* How to complete this task:
Continue the passage below on the plant families Gunneraceae and Myrothamnaceae, picking up right after its final line.
Text passage below:
Phylogeny. For a phylogeny of Gunnera, see Wanntorp et al. (2001, also Wanntorp 2006: summary); the annual G. herteri is sister to the rest of the genus.
Previous Relationships. Gunneraceae have often been associated with Haloragaceae (e.g. cronquist 1981), also with an inferior ovary and reduced flowers, but in the latter the stamens are as many as the sepals, and opposite them, the gynoecium is multilocular, with one ovule/loculus, etc. - see Saxifragales. Gunneraceae were included in Saxifraganae: Rosidae by Takhtajan (1997). Fuller and Hickey (2005), examining details of leaf architecture, etc., suggested that Gunneraceae were best associated with the herbaceous Saxifragaceae, but this is probably because of habit/habitat-associated parallelisms.
MYROTHAMNACEAE Niedenzu, nom. cons. Back to Gunnerales
Aromatic-resinous shrubs, resurrection plants; essential oils +, gallotannins, myricetin, dihydro/chalcones +; cork?; vessel elements with reticulate perforations; pith star-shaped/tetragonal; nodes split-lateral; petiole bundle arcuate; individual epidermal cells resiniferous, midrib bundle lacking fibres, palisade tissue 0; plant glabrous; leaves opposite, basally forming a sheath, lamina vernation plicate, secondary veins palmate-flabellate, stipules 2, small, persisting on the petiolar sheath; spikes bracteate, with terminal flowers; staminate flowers: A 3-4, or (3-)4(-8) and connate, anthers valvate basally, connective produced; pollen in tetrads, triporate, intectate, with clavate projections themselves papillate; pistillode 0; carpellate flowers: staminodes 0; G 3-4, only basally connate, with 5 vascular bundles and surface oil cells, the odd member abaxial, styluli short, recurved, stigma decurrent, in two crests; ovules many/carpel, micropyle bistomal; embryo sac bisporic [chalazal dyad], eight-celled [Allium-type]; fruit follicular (and septicidal); exotestal cells with somewhat thickened outer walls; endosperm development?; n = 10.
End of Text passage.
Excerpted data below:
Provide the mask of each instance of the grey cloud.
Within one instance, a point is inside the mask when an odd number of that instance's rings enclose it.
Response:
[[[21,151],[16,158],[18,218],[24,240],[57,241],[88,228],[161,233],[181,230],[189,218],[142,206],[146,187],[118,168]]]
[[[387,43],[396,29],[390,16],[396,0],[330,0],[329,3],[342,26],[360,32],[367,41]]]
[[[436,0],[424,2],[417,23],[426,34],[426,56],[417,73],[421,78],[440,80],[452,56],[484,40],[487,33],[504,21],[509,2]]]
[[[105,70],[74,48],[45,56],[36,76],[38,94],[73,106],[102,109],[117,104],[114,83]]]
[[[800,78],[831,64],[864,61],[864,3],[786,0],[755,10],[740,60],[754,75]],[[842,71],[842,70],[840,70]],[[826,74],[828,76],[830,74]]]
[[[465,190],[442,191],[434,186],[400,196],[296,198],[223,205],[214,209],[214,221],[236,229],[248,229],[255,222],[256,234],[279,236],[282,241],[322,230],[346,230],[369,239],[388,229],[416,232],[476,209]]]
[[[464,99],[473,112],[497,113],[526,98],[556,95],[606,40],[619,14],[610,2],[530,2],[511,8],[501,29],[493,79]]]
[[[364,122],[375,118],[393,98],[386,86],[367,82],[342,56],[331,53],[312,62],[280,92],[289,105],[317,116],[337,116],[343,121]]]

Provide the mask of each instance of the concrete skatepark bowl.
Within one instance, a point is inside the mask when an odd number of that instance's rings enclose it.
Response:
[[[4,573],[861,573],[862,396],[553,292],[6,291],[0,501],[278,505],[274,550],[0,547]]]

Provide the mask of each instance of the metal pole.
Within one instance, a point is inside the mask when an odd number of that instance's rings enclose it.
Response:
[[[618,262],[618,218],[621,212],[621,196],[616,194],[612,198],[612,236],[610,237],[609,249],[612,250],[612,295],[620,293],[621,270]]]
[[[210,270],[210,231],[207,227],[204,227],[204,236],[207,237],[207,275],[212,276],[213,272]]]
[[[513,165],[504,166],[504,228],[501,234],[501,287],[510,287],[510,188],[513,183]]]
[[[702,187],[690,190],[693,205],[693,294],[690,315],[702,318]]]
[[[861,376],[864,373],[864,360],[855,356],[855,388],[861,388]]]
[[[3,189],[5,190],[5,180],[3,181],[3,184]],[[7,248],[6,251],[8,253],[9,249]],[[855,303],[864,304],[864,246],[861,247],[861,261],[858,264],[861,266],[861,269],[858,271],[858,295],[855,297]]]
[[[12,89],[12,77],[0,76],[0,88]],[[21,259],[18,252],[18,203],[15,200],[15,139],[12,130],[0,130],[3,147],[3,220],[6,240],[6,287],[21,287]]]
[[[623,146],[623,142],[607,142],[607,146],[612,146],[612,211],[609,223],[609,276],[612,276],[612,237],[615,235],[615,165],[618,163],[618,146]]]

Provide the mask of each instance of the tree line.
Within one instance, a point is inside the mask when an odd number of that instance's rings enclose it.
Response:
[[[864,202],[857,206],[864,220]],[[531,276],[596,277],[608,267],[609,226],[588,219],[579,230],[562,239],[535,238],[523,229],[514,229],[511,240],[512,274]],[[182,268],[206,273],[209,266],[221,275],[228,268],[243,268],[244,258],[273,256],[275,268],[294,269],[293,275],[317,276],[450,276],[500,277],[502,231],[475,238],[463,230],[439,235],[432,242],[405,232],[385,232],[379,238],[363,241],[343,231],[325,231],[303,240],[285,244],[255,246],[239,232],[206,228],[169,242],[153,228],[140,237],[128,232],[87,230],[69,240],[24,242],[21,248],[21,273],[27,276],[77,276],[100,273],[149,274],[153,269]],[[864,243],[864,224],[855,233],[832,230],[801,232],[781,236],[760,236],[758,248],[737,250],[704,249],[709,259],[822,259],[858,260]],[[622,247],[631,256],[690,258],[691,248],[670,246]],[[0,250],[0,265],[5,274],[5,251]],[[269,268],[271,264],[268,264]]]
End of Excerpted data.
* Output below:
1[list]/2. Africa and Madagascar (map: from Puff 1978b; Trop. Afr. Fl. Pl. Ecol. Distr. 1. 2003). [Photos - Collection]
Evolution. Ecology & Physiology. Myrothamnaceae are resurrection plants. The leaves may appear to dry out completely, but they quickly regain turgor, etc., when conditions improve. Moore et al. (2007) discussed the physiology of Myrothamnus, which shows surprising infraspecific variation; Bianchi et al. (1993) found much glucopyranosyl-ß-glycerol and some trehalose along with the more normal high concentrations of sucrose in the dry leaf (see also Farrant 2000).
Chemistry, Morphology, etc. The stems are narrowly winged and there is no axial parenchyma. There are four veins in the leaf sheaths - two bundles going directly to the midrib, and two commissural veins (Grundell 1933). Since carpellate flowers lack perianth and staminodes, it is not clear if the ovary is inferior. When flowers are terminal - on the main or lateral axes - there are four "Hochblätter" as well as bracts and bracteoles, and the four carpels are opposite the "Hochblätter" (Jäger-Zürn 1966) which might even be interpreted as perianth or tepals (Wanntorp and Ronse De Craene 2005) and so the ovary would be superior; see also Puff (1978a, 1978b). The carpellate flowers have been described as being zygomorphic (Moore et al. 2007).
For more information, see Carlquist (1990a: leaf anatomy) and Kubitzki (1993b: general).
Previous relationships. Myrothamnaceae were included in Hamamelididae by Takhtajan (1997).